[WHAT YOU NEED TO DO]: Transcribe the stretch of the train trip report from "I mentioned the" through "keep this perspective.", word for word.

[SOURCE]:

Sacramento: Tower Bridge is one of the loveliest bridges I have ever seen, especially with the sun on it in the morning. I loved the Rail Museum and the river and even the weather, because although it was hot in the afternoons, the mornings were beautifully cool. I like boats and trains and rivers, and Sacramento has all three. The biggest surprise was walking down a street around the corner from the Rail Museum--there was a boardwalk, with salt water taffy and ice cream and funnel cake  . I looked to the left, half expecting to be down the Shore and see the Atlantic Ocean, but there was just a freeway. Very strange but cool feeling to see those types of stores--made me feel at home, even all the way across the country.

Chicago. Remember when I started planning this trip and I was afraid to go to Chicago and some of you persuaded me to stay there a couple of days and give it a chance?

I found Portland somewhat annoying. I liked Sacramento.

And I fell head over heels in love with Chicago.  The people are polite and friendly, there are so many styles of buildings to look at, and it is just a lovely city. I am glad it is just an overnight trip on the Cap Ltd., because I most certainly want to go back.

Favorite state that I went through: I went all across the country looking for wonderful scenery, and enjoyed the variety and the adventure. But I know now the very best is close to home: West Virginia on the eastbound Cardinal.

One last note--on the Cardinal, just before Manassas, I saw three VRE trainsets, so now I know where they go to rest for the weekend. Some of you know I love VRE, so it was the perfect nice touch to end the trip.


----------



## Bob Dylan (Oct 16, 2017)

Very nice report, and it was great to see you again in Portland!

Now that you have seen Paris, so to speak, it'll be hard to keep you on the East Coast!


----------



## NETrainfan (Oct 17, 2017)

This was an interesting and fun report. It could be subtitled -chocolate!


----------



## Maglev (Oct 17, 2017)

Great trip report! And I am glad most of your journey was enjoyable.

I mentioned the homeless situation to my brother-in-law, who grew up in Portland and lives there now. He said there was a court ruling that allowed camping in public places. This may not apply to other jurisdictions, but it is why in Portland there is the appearance that the locals ignore the homeless situation. Meanwhile, there has been decline in then downtown area (for example, the giant downtown Macy*s closed).

In the hotel reviews for the downtown Embassy Suites (where I and several other AUer's stayed), the General Manager comments that the homeless situation is more sad than scary. I tried to keep this perspective.


----------



## AmtrakBlue (Oct 17, 2017)

NETrainfan said:


> This was an interesting and fun report. It could be subtitled -chocolate!

[ROWS]:
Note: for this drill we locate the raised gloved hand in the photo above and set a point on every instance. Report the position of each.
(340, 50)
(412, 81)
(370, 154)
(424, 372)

[EXPECTED ANSWER]:
I mentioned the homeless situation to my brother-in-law, who grew up in Portland and lives there now. He said there was a court ruling that allowed camping in public places. This may not apply to other jurisdictions, but it is why in Portland there is the appearance that the locals ignore the homeless situation. Meanwhile, there has been decline in then downtown area (for example, the giant downtown Macy*s closed).

In the hotel reviews for the downtown Embassy Suites (where I and several other AUer's stayed), the General Manager comments that the homeless situation is more sad than scary. I tried to keep this perspective.